What you have to do: Set the entries below down again, please. Match them exactly.

Natural language region descriptions:
———
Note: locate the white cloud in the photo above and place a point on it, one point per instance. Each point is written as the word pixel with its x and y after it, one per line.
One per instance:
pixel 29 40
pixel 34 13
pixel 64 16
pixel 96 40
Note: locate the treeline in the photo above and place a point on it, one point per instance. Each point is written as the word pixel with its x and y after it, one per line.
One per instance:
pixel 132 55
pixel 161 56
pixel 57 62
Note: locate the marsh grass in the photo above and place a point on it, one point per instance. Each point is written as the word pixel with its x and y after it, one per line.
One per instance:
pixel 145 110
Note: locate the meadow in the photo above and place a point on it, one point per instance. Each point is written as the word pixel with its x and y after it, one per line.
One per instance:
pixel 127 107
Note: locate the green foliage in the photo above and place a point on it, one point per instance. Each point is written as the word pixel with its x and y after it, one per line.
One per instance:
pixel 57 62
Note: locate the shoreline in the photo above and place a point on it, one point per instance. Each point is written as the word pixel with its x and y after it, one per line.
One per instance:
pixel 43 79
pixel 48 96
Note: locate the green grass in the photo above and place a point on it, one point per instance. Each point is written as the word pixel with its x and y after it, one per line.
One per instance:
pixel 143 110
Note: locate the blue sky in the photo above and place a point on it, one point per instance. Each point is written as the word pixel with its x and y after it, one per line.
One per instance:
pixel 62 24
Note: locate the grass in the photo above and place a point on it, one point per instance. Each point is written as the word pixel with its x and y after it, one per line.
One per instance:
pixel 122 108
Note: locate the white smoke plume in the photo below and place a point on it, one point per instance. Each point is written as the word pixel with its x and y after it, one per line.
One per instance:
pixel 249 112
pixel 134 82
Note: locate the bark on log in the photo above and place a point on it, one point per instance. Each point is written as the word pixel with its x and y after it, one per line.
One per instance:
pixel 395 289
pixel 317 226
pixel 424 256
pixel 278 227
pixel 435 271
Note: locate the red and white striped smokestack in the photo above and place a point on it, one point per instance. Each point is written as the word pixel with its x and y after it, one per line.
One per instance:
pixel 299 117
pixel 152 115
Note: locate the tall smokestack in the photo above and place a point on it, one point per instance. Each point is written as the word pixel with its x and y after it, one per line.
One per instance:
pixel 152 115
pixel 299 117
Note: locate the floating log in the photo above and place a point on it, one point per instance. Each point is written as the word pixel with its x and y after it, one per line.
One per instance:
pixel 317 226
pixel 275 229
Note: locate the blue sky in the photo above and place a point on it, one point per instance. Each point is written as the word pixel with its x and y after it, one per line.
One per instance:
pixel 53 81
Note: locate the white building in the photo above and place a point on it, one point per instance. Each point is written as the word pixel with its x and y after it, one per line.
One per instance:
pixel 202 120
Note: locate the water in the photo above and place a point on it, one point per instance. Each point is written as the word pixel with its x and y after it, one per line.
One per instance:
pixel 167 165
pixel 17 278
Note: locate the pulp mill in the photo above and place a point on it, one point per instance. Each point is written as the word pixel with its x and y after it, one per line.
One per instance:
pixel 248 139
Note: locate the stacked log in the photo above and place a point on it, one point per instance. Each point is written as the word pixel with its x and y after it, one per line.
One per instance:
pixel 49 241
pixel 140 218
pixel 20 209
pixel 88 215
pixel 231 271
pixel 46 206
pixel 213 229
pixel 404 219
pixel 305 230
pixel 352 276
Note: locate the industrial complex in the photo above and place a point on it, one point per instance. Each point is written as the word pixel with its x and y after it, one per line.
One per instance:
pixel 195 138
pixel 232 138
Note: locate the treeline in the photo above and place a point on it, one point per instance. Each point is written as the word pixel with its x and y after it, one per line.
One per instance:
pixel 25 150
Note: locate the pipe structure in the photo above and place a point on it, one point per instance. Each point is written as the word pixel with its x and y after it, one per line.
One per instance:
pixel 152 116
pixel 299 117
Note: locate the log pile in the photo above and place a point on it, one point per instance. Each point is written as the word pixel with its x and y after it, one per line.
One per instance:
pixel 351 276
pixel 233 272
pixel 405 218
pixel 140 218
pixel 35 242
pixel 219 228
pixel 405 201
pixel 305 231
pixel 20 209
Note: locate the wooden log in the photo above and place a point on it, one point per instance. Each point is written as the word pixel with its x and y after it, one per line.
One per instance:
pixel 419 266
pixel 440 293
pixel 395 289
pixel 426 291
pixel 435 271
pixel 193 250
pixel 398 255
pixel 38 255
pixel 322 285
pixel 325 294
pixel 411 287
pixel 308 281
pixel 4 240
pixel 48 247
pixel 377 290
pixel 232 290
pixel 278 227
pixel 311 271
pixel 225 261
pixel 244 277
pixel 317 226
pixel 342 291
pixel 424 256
———
Task response:
Note: locate the white cloud in the photo above and place a point on it, one point per instance. Each point is written as the word pixel with its x and y after it, one per line.
One per instance:
pixel 29 40
pixel 34 13
pixel 64 16
pixel 96 40
Note: locate the treeline in the photo above and place a point on it, one point per instance. Each point is written as the word pixel with its x and y after it, one per line.
One per instance:
pixel 132 55
pixel 161 56
pixel 57 62
Note: locate the marsh grass in the photo above and place a point on it, one point per instance. Each point is written as the word pixel with its x and y after it, one per line.
One per instance:
pixel 145 110
Note: locate the meadow in the photo above and place a point on it, one point per instance. Each point is written as the word pixel with its x and y after it, one per line.
One per instance:
pixel 127 107
Note: locate the green foliage in the photo above and place a point on it, one point per instance. Each point is written as the word pixel with its x and y after it, one per line.
One per instance:
pixel 57 62
Note: locate the shoreline in the photo above and place a point on it, one point per instance. Each point is written as the word pixel with its x and y after it, one per line.
One per instance:
pixel 43 79
pixel 48 96
Note: locate the green grass in the photo above and place a point on it, one point per instance. Each point is written as the word pixel with its x and y after it, one per line.
One per instance:
pixel 143 110
Note: locate the blue sky in the photo above and place a point on it, one point per instance. Each point is written as the word pixel with its x and y after it, one per line.
One per instance:
pixel 62 24
Note: locate the grass in the photo above and place a point on it, one point per instance. Each point is written as the word pixel with its x and y after it, one per line.
One per instance:
pixel 122 108
Note: locate the white smoke plume in the photo below and place a point on it, one point per instance. Each point is written as the word pixel with its x and y after it, one per line.
One per instance:
pixel 249 112
pixel 134 82
Note: locate the bark on log in the photo above and place a point on it, one point per instance. Each point is written as the word pixel with its x and y after it, one per line.
One per instance:
pixel 395 289
pixel 317 226
pixel 424 256
pixel 278 227
pixel 435 271
Note: locate the red and white striped smokestack in the photo above and place a point on it, one point per instance. Each point is written as the word pixel with its x and y after it, one per line.
One per instance:
pixel 299 117
pixel 152 115
Note: locate the tall smokestack in the photo above and place a point on it, one point per instance. Each point is written as the word pixel with its x and y after it, one per line.
One per instance:
pixel 152 115
pixel 299 117
Note: locate the floating log in the photo above and place a point on it, one point per instance. Each point is written as the word pixel with its x and y after it, one per line.
One per instance:
pixel 317 226
pixel 275 229
Note: locate the blue sky in the photo above and place a point on it, one point per instance. Each point is written as the word pixel with its x and y after it, one per line.
One per instance:
pixel 53 81
Note: locate the white building in the photo above and place a point on it, one point per instance. Each point is written as the word pixel with its x and y after it, one per line.
One per instance:
pixel 202 120
Note: locate the water in the photo above and place a point on it, one point per instance. Each point is written as the word pixel with its x and y after it, one per line.
One per instance:
pixel 167 165
pixel 17 278
Note: locate the pulp mill in the photo above and place a point on it, one point per instance. Each point is written as the word pixel with its x and y after it, one per line.
One per instance:
pixel 248 139
Note: locate the stacked log in the photo above and place a point on it, one point per instance. Each point is written as the word pixel with its x and y after it, one per line.
One per instance:
pixel 49 241
pixel 140 218
pixel 20 209
pixel 88 215
pixel 231 271
pixel 46 206
pixel 213 229
pixel 404 219
pixel 305 230
pixel 352 276
Note: locate the industrial complex in the photo above and place a point on it, one point per instance. Each point is written as the word pixel with its x and y after it, one per line.
One per instance:
pixel 195 138
pixel 232 138
Note: locate the treeline in the photo above and place a point on it, one point per instance. Each point is written as the word pixel with its x and y after it, one per line.
One per instance:
pixel 25 150
Note: locate the pipe structure in the photo above and place a point on it, one point per instance. Each point is written as the word pixel with its x and y after it, one per line.
One per instance:
pixel 152 116
pixel 299 117
Note: locate the log pile in the photo above and place a point on it, one point per instance. Each point is written as the word pixel with its x and y after it, one per line.
One per instance:
pixel 351 276
pixel 233 272
pixel 405 218
pixel 140 218
pixel 35 242
pixel 219 228
pixel 405 201
pixel 305 231
pixel 20 209
Note: locate the wooden log in the photo above and place a point on it, one point per instance. Each point is written as the word pixel with its x and y after it, one per line.
One per instance:
pixel 419 266
pixel 440 293
pixel 395 289
pixel 426 291
pixel 435 271
pixel 193 250
pixel 398 255
pixel 38 255
pixel 322 285
pixel 325 294
pixel 411 287
pixel 308 281
pixel 4 240
pixel 48 247
pixel 377 290
pixel 232 290
pixel 278 227
pixel 311 271
pixel 225 261
pixel 244 277
pixel 317 226
pixel 342 291
pixel 424 256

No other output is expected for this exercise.